A kind of geeky Dr. Frankenstein, Hawkinson has assembled each work from electronic cast-offs and junked hardware, leaving the messy configurations—and their straining labor—entirely exposed. The machines, ugly misfits, seem desperate to express themselves. Controlled by a clunky cylinder, a tree-like structure drips water onto pie plates, plunking rudimentary rhythms. You feel as if you should offer encouragement. But nearby, a large device powered by a running loop of beaded string solicits mostly pity; it plays a slide whistle like a lunatic. In the age of slick iPhones, Hawkinson demonstrates the charms of mechanics—artful for being awkward.

# [AIM 1]
Restate the passage on Hawkinson's machines starting with "A kind of geeky" and going on through "for being awkward.", renaming "Hawkinson" as "the artist" wherever it appears.
# [AIM 2]
Go on with the passage on Hawkinson's machines from the point at which it stops.
These rows have no connection to the passage on Hawkinson's machines.

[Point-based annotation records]
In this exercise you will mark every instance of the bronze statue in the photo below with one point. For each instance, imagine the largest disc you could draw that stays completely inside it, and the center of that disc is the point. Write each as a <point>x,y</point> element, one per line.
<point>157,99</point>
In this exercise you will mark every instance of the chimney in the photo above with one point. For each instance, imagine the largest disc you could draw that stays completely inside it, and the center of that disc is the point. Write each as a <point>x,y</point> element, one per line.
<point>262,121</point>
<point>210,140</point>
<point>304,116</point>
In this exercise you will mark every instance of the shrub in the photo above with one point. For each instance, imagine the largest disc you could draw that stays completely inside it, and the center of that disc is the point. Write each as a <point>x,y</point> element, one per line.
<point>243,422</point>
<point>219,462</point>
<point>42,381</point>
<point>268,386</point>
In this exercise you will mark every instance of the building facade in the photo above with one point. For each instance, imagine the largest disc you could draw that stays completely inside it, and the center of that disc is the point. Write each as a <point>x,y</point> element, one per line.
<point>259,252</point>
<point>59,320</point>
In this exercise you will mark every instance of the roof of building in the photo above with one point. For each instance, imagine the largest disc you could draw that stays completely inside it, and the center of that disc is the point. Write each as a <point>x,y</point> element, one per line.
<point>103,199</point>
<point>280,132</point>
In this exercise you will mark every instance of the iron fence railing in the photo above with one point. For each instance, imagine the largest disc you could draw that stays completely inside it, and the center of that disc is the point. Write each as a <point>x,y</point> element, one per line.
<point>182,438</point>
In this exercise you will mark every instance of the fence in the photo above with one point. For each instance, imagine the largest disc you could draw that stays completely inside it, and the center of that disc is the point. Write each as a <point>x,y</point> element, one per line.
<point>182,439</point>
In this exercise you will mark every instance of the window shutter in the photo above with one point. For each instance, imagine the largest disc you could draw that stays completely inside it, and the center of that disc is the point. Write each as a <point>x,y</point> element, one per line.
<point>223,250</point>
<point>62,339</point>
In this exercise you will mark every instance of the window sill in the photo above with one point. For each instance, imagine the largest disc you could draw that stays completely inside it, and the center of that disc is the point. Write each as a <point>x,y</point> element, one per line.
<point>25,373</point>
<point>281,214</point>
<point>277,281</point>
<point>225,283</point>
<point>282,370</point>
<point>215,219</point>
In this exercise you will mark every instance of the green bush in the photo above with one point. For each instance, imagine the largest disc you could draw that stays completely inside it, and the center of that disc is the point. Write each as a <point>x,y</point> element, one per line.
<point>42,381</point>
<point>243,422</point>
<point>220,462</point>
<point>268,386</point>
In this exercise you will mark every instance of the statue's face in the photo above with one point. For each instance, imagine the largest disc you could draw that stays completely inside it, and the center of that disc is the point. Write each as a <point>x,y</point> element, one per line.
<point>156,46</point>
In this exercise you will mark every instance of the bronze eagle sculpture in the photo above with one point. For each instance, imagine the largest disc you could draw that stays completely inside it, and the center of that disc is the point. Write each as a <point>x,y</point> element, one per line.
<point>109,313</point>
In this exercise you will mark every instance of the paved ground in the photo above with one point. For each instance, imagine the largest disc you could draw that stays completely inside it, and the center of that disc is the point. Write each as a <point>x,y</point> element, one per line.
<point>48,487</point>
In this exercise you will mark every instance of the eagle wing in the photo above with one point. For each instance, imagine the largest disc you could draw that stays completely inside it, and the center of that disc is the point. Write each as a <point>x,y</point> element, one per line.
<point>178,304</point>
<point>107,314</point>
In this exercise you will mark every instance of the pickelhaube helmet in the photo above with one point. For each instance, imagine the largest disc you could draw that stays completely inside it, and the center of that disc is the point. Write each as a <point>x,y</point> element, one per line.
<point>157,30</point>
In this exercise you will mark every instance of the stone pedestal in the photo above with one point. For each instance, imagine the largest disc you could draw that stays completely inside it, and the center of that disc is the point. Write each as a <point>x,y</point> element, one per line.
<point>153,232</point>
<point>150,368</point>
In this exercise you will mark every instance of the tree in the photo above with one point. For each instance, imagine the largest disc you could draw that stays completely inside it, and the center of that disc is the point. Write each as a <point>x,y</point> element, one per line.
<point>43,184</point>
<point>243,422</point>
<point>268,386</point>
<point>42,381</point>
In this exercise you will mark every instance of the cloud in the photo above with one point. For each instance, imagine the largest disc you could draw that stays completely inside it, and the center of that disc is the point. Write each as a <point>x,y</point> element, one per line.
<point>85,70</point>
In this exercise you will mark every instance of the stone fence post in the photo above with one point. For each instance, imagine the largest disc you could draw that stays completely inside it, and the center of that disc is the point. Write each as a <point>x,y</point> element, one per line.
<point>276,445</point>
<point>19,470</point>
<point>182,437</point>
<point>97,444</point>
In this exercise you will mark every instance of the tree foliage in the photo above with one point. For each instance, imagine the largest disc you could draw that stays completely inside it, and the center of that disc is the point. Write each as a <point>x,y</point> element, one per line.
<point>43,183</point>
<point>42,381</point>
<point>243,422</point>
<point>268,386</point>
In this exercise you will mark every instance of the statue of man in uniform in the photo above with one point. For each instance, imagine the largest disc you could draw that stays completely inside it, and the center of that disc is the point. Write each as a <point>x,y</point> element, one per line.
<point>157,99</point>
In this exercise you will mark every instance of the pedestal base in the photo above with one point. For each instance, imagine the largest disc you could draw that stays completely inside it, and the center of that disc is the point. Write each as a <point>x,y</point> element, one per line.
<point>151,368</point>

# [WRITTEN RESPONSE 1]
A kind of geeky Dr. Frankenstein, the artist has assembled each work from electronic cast-offs and junked hardware, leaving the messy configurations—and their straining labor—entirely exposed. The machines, ugly misfits, seem desperate to express themselves. Controlled by a clunky cylinder, a tree-like structure drips water onto pie plates, plunking rudimentary rhythms. You feel as if you should offer encouragement. But nearby, a large device powered by a running loop of beaded string solicits mostly pity; it plays a slide whistle like a lunatic. In the age of slick iPhones, the artist demonstrates the charms of mechanics—artful for being awkward.

# [WRITTEN RESPONSE 2]
Michael Alan: 'Harmonious Opposites'

Combining the public spectacle of 1960s-style Happenings with the decadence of a Weimar cabaret, Michael Alan's so-called Living Installations stage semi-scripted musical dramas with half-naked, flamboyantly costumed models who dance, writhe, and emote while observers sculpt and sketch. On July 29, for 20 bucks, you can join the fun yourself in a six-hour orgy, but meanwhile, you'll find calmer pleasures in his pen and watercolor works.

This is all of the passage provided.